- Extrait
__________________________________________________

3 En France, la question du devenir des enfants issus de milieux défavorisés est restée jusqu’ici peu abordée, même si des travaux à l’initiative du cerc ont tenté de répondre à cette problématique. La principale raison est sans doute liée aux sources statistiques disponibles : le manque de panel d’individus donnant des informations sur les enfants limite souvent les études aux âges où les enfants vivent encore chez leurs parents (retard scolaire à l’entrée en sixième ou en troisième).

4 Sur données françaises, Maurin [2002] étudie le retard scolaire à l’entrée en sixième à partir de l’Enquête permanente sur les conditions de vie (epcv) de 1997. L’auteur utilise des informations concernant le grand-père comme variable instrumentale du revenu du ménage et montre que l’effet de la pauvreté est plus fort que celui de l’éducation des parents. Des résultats comparables sont obtenus sur le retard scolaire en troisième (Goux et Maurin [2000]) ou sur l’impact du surpeuplement du logement sur le retard scolaire (Goux et Maurin [2001]).

5 Il existe peu d’études économiques mesurant spécifiquement l’impact du chômage des parents sur le devenir des enfants. En effet, le chômage et la pauvreté n’ont pas forcément les mêmes conséquences : d’une part, le chômage peut avoir une influence par d’autres vecteurs que le revenu du ménage (image du marché du travail et de la rentabilité des études, incertitude sur l’avenir) ; d’autre part, le chômage, quand il est indemnisé, peut ne pas entraîner une baisse trop forte de niveau de vie du ménage. Une des principales études traitant du chômage est celle de Ermisch et al. [2001] qui étudie le devenir des enfants, mesuré selon plusieurs critères (réussite scolaire, santé, fécondité, etc.). Cette étude utilise les informations rétrospectives sur l’activité des parents, tirées du British Household Panel Survey (bhps). Pour les auteurs, le chômage (et l’inactivité) des parents est utilisé comme un indicateur de pauvreté ; ils montrent en particulier que, dans le cas britannique, l’utilisation du chômage aboutit à des résultats proches de ceux que l’on peut obtenir avec d’autres indicateurs de pauvreté.

La démarche de cette étude

6 L’objet de notre article est de mesurer l’impact des situations de précarité sur la réussite scolaire des enfants. Nous étudions la réussite scolaire en utilisant uniquement le critère de l’obtention ou non d’un diplôme de niveau bac. En particulier, nous ne faisons pas de distinction entre les différents bacs (enseignement général, technologique et professionnel).

__________________________________________________

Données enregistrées
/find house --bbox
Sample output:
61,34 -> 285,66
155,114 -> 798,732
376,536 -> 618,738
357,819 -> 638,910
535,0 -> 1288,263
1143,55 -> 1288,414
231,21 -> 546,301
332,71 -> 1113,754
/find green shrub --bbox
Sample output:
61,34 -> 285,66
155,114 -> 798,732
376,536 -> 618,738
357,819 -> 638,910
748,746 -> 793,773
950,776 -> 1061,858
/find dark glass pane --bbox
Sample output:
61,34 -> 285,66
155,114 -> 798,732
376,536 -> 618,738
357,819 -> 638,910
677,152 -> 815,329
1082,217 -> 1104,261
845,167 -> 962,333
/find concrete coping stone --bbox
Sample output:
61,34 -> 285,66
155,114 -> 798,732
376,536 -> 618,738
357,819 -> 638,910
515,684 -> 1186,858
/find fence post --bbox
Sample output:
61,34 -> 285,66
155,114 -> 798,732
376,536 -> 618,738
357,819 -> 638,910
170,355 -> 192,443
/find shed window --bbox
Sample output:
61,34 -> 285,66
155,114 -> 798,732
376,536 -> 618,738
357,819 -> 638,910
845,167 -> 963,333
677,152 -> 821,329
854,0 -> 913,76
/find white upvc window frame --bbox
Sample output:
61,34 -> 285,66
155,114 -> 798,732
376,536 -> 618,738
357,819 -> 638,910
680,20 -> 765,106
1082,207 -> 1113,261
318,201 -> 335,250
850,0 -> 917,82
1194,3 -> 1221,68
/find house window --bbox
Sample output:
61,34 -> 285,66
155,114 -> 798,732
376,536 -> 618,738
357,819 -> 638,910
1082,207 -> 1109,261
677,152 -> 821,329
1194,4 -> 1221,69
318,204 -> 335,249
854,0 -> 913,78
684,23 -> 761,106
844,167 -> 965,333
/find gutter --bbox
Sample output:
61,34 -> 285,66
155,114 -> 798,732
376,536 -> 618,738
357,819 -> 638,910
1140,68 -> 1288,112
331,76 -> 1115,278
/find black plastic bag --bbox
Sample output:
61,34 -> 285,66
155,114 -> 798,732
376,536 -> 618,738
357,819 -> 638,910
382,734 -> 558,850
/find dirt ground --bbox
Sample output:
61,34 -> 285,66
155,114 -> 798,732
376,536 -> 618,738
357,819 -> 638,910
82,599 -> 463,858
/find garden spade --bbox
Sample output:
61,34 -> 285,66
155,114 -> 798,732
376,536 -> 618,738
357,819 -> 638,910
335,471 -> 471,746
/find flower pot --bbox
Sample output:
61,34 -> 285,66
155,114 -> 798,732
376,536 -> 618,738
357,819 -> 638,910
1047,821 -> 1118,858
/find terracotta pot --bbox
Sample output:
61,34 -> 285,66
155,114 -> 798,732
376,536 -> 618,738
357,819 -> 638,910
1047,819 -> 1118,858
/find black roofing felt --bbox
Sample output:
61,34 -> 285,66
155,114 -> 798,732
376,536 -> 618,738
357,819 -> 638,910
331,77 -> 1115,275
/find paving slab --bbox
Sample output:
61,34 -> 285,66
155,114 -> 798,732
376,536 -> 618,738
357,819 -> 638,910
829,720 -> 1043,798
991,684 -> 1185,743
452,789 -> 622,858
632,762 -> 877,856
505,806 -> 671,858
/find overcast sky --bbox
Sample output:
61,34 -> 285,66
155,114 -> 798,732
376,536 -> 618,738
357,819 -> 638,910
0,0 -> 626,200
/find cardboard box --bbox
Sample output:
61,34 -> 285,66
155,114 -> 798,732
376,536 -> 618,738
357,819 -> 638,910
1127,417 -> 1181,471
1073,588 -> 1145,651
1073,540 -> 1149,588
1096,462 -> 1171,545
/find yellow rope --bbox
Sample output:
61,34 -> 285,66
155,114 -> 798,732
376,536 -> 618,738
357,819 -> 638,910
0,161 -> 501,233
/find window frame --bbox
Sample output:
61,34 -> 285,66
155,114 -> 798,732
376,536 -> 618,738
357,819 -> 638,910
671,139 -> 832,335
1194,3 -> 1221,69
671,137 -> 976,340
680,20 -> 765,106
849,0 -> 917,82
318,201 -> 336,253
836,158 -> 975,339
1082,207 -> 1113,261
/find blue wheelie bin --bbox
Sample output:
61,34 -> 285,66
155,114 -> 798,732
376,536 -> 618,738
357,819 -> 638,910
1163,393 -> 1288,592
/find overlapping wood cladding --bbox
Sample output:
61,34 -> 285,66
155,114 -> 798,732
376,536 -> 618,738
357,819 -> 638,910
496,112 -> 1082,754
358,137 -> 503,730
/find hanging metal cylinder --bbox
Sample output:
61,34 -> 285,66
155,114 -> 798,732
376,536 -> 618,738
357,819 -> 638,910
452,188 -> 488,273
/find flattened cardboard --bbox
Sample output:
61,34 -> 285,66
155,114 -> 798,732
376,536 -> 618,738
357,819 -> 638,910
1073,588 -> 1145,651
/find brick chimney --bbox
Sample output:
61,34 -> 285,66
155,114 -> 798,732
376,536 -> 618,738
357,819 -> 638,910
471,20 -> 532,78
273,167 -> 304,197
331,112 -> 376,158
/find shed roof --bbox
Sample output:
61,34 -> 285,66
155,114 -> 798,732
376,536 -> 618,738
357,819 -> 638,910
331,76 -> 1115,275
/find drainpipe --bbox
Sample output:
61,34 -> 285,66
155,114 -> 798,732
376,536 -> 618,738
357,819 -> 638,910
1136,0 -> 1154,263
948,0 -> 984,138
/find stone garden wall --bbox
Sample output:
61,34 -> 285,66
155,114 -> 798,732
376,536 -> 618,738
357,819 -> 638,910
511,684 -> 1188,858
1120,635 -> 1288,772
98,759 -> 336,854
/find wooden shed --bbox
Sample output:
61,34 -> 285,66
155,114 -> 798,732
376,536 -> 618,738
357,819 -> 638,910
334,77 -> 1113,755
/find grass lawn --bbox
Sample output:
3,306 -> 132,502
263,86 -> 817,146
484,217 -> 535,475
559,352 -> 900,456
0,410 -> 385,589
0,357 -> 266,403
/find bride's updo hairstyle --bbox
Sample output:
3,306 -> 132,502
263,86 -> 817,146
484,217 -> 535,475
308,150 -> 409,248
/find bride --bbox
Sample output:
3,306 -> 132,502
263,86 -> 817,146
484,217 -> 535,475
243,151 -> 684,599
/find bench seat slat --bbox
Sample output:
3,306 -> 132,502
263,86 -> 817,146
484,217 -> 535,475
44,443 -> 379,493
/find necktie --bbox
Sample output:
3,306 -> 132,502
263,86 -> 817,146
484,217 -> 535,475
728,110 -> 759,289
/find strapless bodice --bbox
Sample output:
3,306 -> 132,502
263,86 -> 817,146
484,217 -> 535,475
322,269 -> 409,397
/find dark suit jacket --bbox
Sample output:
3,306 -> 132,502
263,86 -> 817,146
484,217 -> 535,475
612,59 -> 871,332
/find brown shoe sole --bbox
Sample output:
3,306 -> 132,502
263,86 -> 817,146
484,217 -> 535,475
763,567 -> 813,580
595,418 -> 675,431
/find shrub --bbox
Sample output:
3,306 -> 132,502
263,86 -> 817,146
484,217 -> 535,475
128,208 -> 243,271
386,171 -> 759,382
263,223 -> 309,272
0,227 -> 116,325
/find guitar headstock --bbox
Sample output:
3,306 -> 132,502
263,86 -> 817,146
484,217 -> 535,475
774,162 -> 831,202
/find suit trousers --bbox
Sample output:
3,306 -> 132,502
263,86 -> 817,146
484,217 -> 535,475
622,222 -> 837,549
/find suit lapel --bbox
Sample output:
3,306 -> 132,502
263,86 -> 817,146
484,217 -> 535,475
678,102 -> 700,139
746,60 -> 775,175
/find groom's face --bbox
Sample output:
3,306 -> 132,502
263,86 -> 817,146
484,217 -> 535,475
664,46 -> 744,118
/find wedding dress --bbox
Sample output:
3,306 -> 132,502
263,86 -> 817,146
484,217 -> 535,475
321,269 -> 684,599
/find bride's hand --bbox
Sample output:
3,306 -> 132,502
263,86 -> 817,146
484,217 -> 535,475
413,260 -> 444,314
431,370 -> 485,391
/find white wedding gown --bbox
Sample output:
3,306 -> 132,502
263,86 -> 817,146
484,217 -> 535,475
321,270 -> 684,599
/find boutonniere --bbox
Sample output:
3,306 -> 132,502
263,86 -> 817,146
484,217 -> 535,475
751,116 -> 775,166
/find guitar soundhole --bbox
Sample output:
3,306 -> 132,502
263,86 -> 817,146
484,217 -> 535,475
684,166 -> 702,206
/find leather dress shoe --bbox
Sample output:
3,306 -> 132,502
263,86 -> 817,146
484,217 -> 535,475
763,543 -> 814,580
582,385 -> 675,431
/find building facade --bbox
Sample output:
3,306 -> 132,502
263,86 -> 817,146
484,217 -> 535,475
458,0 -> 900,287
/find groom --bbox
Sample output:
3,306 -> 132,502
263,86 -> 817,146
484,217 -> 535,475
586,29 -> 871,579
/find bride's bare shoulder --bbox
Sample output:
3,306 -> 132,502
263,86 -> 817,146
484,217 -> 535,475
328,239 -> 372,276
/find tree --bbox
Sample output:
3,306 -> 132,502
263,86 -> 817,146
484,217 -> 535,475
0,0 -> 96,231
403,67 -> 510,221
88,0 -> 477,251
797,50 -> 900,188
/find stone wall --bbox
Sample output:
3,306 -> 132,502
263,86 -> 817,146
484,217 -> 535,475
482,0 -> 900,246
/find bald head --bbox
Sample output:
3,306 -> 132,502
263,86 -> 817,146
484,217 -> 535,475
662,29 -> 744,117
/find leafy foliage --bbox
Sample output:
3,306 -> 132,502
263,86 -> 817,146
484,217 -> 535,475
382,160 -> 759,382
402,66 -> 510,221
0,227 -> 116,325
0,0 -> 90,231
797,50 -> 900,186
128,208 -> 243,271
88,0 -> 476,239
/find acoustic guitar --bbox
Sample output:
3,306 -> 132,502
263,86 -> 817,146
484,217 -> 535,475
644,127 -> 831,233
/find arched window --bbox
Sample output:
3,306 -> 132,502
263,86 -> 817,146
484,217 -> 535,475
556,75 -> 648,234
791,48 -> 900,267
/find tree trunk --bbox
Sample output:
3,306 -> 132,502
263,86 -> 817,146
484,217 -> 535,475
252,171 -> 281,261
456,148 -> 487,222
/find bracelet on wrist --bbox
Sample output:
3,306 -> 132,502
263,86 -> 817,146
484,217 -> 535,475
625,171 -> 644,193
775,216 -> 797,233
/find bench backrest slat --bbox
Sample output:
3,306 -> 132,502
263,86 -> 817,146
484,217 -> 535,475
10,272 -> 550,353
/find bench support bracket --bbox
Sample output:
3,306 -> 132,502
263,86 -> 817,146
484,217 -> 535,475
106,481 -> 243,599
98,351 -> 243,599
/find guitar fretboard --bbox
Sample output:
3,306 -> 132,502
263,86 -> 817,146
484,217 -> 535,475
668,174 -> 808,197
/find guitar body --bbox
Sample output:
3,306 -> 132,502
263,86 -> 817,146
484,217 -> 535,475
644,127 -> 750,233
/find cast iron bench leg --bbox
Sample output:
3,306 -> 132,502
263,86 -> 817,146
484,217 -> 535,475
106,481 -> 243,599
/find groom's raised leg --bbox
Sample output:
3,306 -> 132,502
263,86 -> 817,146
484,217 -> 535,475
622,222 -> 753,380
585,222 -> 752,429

__________________________________________________

- Objectifs
[1] Peux-tu reproduire le passage de l'extrait sur la réussite scolaire des enfants compris entre « La démarche de » et « technologique et professionnel). », bornes incluses ?
[2] Peux-tu poursuivre l'extrait sur la réussite scolaire des enfants à la suite de sa dernière phrase ?

- Réponses attendues
[1]
La démarche de cette étude

6 L’objet de notre article est de mesurer l’impact des situations de précarité sur la réussite scolaire des enfants. Nous étudions la réussite scolaire en utilisant uniquement le critère de l’obtention ou non d’un diplôme de niveau bac. En particulier, nous ne faisons pas de distinction entre les différents bacs (enseignement général, technologique et professionnel).

[2]
7 Nous n’approcherons pas la précarité du ménage uniquement par le chômage, mais plus généralement par la précarité professionnelle. On considérera qu’un enfant a connu la précarité si, avant les 15 ans de cet enfant, son père a été au moins une année dans une des situations suivantes :

  • au chômage ;
  • inactif (hors retraite et études) ;
  • en emploi dans une situation précaire. Cette dernière catégorie rassemble deux modalités utilisées dans le calendrier rétrospectif d’activité de l’enquête bdf : « intérimaire » et « situation multiple (intérim, chômage, cdd…) ».
Cette définition conduit à une proportion d’enfants ayant connu la précarité beaucoup plus faible que chez Ermisch et al. [2001] : 5 % (183 enfants sur 3 771) contre 47 %. En effet, le calendrier rétrospectif d’activité de l’enquête bdf dresse uniquement la liste des périodes de la vie professionnelle (activité, chômage, travail précaire…) qui ont duré au moins un an, alors que, chez Ermisch et al. [2001], un ménage est considéré au chômage si les deux parents ont été sans activité rémunérée au moins un mois dans l’année (le mois pouvant être différent pour le père et la mère) ; on étudie donc ici une précarité beaucoup plus profonde et durable, et donc aussi plus rare. Par ailleurs, on se restreint aux enfants dont les parents ne se sont pas séparés, alors que le chômage durable engendre parfois l’éclatement de la cellule familiale. Enfin, comme on observe uniquement le chômage lorsque les enfants ont entre 0 et 15 ans, on ne repère pas les périodes de chômage avant la naissance des enfants (alors que les couples attendent souvent d’être dans une situation professionnelle stable avant d’avoir des enfants) ni la plupart des périodes de chômage de longue durée chez les seniors (les enfants ayant alors généralement plus de 15 ans).

8 Les données descriptives confirment les conséquences négatives de la précarité sur l’accumulation du capital humain : le taux d’obtention du bac est de 20 points inférieur lorsque l’enfant a connu la précarité.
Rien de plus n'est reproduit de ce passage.